DIRECTIVE: Rewrite everything in the entries below, from the line containing "Looking at the image above, tell me: is any tree foliage" down to the line containing "xmin=39 ymin=149 xmax=66 ymax=186", as a JSON list of strings, one string per line and no blank lines.

## BEGIN

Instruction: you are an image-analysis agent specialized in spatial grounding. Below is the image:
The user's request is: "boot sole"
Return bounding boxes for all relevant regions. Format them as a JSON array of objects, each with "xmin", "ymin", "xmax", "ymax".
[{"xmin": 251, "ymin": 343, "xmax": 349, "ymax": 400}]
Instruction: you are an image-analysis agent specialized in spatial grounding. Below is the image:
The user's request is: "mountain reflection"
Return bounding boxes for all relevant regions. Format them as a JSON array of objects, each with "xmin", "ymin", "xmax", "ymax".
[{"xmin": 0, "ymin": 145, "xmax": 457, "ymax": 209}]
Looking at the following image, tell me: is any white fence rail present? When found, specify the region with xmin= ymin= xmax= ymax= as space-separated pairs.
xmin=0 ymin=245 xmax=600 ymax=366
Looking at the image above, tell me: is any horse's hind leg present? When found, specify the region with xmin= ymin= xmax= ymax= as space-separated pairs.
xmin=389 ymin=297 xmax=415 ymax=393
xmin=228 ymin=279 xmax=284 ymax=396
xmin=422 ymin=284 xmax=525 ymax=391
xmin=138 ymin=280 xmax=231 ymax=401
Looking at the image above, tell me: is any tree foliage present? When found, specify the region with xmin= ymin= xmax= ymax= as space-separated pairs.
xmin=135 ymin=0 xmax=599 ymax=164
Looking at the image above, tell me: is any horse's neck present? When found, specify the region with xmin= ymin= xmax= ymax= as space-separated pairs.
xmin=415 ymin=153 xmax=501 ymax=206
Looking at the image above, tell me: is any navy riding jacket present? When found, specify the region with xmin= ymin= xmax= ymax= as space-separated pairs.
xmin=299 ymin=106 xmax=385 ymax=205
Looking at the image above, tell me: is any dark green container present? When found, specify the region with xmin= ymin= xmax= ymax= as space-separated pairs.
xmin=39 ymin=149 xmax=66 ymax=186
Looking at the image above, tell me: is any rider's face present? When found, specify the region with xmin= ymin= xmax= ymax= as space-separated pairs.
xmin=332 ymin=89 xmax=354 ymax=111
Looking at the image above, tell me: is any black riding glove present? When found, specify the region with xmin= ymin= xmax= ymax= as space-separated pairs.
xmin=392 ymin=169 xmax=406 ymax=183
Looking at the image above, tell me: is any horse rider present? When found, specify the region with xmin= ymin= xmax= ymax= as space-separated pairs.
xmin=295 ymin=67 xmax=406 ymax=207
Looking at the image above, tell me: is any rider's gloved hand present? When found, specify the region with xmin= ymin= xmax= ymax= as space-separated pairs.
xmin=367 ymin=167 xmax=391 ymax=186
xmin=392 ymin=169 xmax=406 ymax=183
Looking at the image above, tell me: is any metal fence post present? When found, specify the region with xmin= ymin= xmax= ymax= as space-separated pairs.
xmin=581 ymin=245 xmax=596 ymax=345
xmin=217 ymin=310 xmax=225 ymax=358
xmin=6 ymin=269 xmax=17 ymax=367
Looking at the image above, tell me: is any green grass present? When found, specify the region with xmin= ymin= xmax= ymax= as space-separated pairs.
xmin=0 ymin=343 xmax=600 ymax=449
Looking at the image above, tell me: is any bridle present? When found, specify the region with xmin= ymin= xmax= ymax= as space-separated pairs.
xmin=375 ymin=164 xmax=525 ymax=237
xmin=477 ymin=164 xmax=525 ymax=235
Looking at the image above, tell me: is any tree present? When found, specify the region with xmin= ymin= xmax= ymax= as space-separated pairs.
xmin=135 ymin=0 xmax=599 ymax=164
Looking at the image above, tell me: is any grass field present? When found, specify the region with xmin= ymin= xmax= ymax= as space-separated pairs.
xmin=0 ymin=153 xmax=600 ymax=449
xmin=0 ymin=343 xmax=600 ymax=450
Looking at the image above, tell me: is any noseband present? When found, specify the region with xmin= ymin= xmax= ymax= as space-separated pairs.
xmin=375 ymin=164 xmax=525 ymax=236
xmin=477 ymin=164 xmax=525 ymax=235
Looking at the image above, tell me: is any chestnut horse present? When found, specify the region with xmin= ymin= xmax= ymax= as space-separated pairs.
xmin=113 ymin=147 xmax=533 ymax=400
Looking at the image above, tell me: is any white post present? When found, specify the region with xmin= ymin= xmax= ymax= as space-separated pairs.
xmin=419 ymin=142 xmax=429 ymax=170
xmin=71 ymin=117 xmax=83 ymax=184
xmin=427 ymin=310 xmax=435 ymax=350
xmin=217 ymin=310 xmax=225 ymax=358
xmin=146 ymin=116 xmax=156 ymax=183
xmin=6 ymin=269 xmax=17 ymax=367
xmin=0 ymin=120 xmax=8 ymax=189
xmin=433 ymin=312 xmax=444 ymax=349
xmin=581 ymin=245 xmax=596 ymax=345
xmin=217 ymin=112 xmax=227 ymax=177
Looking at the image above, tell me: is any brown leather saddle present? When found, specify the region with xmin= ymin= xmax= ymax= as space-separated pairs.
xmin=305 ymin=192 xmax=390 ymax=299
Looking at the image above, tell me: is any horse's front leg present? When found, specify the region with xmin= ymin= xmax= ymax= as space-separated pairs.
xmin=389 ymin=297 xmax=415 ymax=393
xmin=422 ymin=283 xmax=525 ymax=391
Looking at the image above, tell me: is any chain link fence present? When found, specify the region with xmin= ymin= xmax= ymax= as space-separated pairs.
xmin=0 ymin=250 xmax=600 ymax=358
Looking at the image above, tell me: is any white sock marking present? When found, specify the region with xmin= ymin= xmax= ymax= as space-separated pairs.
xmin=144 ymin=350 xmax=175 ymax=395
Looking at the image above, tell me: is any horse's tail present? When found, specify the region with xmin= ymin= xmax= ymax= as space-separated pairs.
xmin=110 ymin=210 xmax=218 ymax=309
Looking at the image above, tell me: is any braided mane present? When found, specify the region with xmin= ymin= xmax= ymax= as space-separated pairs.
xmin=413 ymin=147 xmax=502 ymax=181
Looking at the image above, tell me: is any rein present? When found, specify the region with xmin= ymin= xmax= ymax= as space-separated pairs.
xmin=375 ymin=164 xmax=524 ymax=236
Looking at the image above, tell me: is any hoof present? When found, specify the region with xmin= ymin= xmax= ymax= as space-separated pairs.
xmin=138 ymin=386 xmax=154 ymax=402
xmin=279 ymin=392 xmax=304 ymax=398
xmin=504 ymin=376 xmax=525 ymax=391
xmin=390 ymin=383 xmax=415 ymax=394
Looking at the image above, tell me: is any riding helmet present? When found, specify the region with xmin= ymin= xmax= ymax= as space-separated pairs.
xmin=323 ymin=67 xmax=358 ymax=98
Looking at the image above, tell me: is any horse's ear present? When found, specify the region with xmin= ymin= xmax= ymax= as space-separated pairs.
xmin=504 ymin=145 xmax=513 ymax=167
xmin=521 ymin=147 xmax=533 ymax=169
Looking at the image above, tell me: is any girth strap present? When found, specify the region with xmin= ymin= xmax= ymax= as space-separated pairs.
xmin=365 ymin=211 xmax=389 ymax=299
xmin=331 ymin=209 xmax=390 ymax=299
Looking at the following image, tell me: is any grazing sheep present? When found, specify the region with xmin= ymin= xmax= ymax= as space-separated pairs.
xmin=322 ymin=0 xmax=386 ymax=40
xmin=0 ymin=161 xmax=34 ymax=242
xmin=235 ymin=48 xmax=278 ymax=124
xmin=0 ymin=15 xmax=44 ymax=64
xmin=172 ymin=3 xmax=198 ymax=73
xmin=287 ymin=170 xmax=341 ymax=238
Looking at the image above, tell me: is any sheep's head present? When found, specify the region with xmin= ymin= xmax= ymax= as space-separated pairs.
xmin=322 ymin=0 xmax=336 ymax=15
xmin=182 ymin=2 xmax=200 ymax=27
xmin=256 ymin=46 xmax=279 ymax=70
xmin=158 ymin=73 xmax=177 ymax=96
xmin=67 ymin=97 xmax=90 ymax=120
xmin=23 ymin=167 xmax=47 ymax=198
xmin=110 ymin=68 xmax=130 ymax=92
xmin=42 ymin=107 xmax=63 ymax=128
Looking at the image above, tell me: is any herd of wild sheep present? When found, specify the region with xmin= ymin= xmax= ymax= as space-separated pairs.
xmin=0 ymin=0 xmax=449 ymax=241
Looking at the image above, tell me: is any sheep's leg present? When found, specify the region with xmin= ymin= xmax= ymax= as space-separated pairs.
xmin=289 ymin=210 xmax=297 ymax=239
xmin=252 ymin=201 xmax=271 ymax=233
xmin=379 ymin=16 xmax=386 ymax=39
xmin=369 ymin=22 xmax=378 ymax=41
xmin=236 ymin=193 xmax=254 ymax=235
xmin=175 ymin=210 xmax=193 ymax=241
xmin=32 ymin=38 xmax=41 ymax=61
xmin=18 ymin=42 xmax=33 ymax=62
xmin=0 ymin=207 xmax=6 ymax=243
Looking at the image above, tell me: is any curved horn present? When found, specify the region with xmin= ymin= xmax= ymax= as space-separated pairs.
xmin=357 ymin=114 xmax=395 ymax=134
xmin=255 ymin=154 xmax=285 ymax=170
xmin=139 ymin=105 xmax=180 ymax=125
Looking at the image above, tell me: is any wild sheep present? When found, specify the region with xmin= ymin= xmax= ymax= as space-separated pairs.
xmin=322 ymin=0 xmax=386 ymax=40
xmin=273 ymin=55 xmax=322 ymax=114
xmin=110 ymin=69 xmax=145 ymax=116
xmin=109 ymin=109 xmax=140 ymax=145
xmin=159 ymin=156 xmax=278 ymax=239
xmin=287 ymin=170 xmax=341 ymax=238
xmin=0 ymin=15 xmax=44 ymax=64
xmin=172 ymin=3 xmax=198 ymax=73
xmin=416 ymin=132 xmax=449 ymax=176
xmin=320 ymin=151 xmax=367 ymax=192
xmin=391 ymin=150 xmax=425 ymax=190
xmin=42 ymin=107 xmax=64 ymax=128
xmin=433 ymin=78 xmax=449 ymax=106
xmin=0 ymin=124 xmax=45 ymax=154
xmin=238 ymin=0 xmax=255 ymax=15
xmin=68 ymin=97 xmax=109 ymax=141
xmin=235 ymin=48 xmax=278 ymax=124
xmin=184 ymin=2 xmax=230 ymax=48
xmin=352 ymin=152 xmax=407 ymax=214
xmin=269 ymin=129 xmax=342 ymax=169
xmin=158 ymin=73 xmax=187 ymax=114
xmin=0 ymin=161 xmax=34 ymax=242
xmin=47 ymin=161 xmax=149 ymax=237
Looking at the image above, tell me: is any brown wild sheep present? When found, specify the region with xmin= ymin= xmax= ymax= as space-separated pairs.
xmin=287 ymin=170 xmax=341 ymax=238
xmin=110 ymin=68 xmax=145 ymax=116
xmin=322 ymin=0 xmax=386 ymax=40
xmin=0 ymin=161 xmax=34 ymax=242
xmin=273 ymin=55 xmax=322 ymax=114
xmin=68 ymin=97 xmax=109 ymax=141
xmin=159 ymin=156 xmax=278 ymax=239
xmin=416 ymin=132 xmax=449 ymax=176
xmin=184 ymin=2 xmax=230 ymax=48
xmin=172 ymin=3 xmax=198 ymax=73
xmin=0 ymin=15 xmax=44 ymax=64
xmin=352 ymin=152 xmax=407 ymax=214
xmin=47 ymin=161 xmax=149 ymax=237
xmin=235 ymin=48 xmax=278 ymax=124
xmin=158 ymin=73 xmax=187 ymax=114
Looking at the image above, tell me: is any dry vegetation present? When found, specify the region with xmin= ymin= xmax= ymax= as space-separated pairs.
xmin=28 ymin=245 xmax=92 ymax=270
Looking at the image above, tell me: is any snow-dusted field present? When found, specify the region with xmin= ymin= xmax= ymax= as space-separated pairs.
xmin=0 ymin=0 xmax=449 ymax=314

## END

EXERCISE SOLUTION:
[
  "Looking at the image above, tell me: is any tree foliage present? When found, specify the region with xmin= ymin= xmax= ymax= as space-separated pairs.",
  "xmin=135 ymin=0 xmax=599 ymax=164",
  "Looking at the image above, tell me: is any horse's neck present? When found, specify the region with xmin= ymin= xmax= ymax= as space-separated pairs.",
  "xmin=415 ymin=153 xmax=501 ymax=206",
  "Looking at the image above, tell me: is any navy riding jacket present? When found, specify the region with xmin= ymin= xmax= ymax= as space-separated pairs.",
  "xmin=299 ymin=106 xmax=385 ymax=205",
  "Looking at the image above, tell me: is any dark green container present? When found, specify the region with xmin= ymin= xmax= ymax= as space-separated pairs.",
  "xmin=39 ymin=149 xmax=66 ymax=186"
]